**DESCRIPTION OF THE TASK**
Give the records again, every one, exactly.

Data extracted from a collection:

╭──

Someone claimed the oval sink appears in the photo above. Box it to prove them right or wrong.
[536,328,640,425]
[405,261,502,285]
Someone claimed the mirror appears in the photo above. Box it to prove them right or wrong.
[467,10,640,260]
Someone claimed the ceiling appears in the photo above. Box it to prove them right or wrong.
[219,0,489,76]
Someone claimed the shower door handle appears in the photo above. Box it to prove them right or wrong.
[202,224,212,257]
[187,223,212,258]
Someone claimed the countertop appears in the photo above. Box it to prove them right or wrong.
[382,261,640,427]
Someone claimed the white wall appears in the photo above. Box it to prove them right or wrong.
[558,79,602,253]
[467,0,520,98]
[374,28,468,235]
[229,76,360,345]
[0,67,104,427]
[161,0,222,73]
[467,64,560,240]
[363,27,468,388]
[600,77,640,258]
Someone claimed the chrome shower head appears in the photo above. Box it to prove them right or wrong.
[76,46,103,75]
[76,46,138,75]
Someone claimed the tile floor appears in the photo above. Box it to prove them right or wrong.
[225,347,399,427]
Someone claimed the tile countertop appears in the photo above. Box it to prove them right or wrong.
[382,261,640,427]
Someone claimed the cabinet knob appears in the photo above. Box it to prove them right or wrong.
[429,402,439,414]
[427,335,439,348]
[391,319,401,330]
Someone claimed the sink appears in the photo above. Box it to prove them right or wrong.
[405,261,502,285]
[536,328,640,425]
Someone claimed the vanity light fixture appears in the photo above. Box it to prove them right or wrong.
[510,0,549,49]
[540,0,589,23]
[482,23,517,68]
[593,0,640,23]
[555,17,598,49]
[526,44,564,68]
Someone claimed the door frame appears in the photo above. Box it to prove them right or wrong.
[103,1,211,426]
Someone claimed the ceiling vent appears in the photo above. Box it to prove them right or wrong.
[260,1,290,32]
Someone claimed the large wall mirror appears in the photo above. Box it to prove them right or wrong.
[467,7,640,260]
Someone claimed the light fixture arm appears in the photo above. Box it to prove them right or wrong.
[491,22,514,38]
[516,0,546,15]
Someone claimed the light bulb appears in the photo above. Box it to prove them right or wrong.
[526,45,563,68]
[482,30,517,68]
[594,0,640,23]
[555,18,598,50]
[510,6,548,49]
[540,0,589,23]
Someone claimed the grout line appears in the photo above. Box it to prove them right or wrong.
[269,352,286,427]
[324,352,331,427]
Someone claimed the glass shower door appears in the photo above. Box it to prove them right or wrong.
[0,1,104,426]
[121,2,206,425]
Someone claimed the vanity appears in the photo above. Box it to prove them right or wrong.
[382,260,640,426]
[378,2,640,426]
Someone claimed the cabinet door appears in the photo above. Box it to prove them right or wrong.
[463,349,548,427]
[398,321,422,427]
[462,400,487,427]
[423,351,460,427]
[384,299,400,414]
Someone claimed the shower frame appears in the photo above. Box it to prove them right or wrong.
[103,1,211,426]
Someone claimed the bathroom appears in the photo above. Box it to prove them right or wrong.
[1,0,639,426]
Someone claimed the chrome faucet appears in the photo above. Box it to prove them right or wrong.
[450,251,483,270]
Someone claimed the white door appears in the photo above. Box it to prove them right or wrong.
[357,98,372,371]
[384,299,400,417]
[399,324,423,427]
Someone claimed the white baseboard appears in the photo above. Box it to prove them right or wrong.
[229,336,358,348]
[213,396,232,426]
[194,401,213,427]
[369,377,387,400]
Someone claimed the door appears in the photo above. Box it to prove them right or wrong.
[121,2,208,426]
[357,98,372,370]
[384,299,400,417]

╰──

**ANSWER SECTION**
Someone claimed the oval sink appears in the photo above. Box it to prove them right or wrong.
[536,328,640,425]
[405,261,502,285]
Someone claimed the mirror appears in the photo above. Box it to prove them right or wrong.
[467,10,640,260]
Someone claimed the ceiling appears in the photo above. Box it to prove them right or wrong.
[219,0,489,76]
Someone claimed the shower door handle appears in the photo above. Box it to prove them right or wrong.
[202,224,212,257]
[187,223,212,258]
Someone claimed the countertop appears in the photo above. Box it to prove them right or wrong.
[382,261,640,427]
Someone claimed the white wall appears in the photo above. Box it to prove them right or wrong.
[558,79,602,253]
[467,0,520,98]
[374,28,468,235]
[229,76,360,345]
[0,67,104,427]
[161,0,222,73]
[467,64,560,240]
[363,27,468,388]
[600,77,640,258]
Someone claimed the chrome shower head appears in the photo above. Box it to prove them right or wrong.
[76,46,103,75]
[76,46,138,75]
Someone claimed the tile floor appears in the photo above. Box it to prove them right or wrong.
[225,347,399,427]
Someone claimed the tile countertop appears in the photo above. Box it to prove them right or wrong.
[382,261,640,427]
Someone claimed the cabinet knob appears in the photo above. Box it to prove them right or wrong.
[429,402,439,414]
[427,335,439,348]
[391,319,401,330]
Someone claimed the sink appears in the photo above. Box it to prove them right or wrong.
[405,261,502,285]
[536,328,640,425]
Someone claimed the vanity light fixture appears in the photo above. Box it to prove them right or wrong.
[510,0,549,49]
[540,0,589,23]
[482,23,517,68]
[593,0,640,23]
[555,17,598,49]
[526,44,564,68]
Someone claimed the door frame appears in the photo above. Box it to prove them right or wrong.
[103,1,211,426]
Someone claimed the ceiling vent appears in the photo above. Box it to prove them right or wrong.
[260,1,290,32]
Someone claimed the large wall mirror appears in the photo above. Box it to prove them right or wrong.
[467,7,640,260]
Someone claimed the light fixture arm appears in the photo above. Box it to prove them right or wrong.
[491,22,514,38]
[516,0,546,15]
Someone claimed the light bulb appears in the photo above. Box it to prove them right or wrong.
[526,45,563,68]
[482,30,517,68]
[594,0,640,23]
[555,18,598,50]
[510,6,548,49]
[540,0,589,23]
Someone claimed the grout line appears in the photo above. Box it to prove them right or wrong.
[269,352,286,427]
[324,352,331,427]
Someone claimed the glass shower door appears in the photo above. Box it to prove them right or wrong.
[0,1,104,426]
[121,2,206,425]
Someone claimed the vanity appears in the photo above. Box it to prove them right or wrong.
[382,260,640,426]
[378,2,640,426]
Someone claimed the cabinet door appears in the photo above. Box it to prove them right or wrong.
[463,349,548,427]
[398,321,422,427]
[462,400,487,427]
[423,351,460,427]
[384,299,400,414]
Someone claimed the shower frame appears in the photo above. Box it to prove them right or wrong.
[103,1,211,426]
Someone claimed the bathroom appears in the photo above. Box it to prove them right or wrong.
[1,0,639,426]
Someone claimed the chrome faucet appears in the photo above. Box it to prove them right or wrong.
[450,251,483,270]
Someone claimed the white door appears in the photo above. Box it to prove them right or wrong.
[357,98,372,371]
[384,299,400,417]
[399,324,423,427]
Someone claimed the white baseboard appears in the photo above. Box it to prove them right or wrong.
[229,336,358,348]
[213,396,232,426]
[194,401,213,427]
[369,377,387,400]
Someone claimed the door appears in the photo above. Box it to prove them right or wrong.
[121,2,208,426]
[357,98,372,370]
[384,299,400,417]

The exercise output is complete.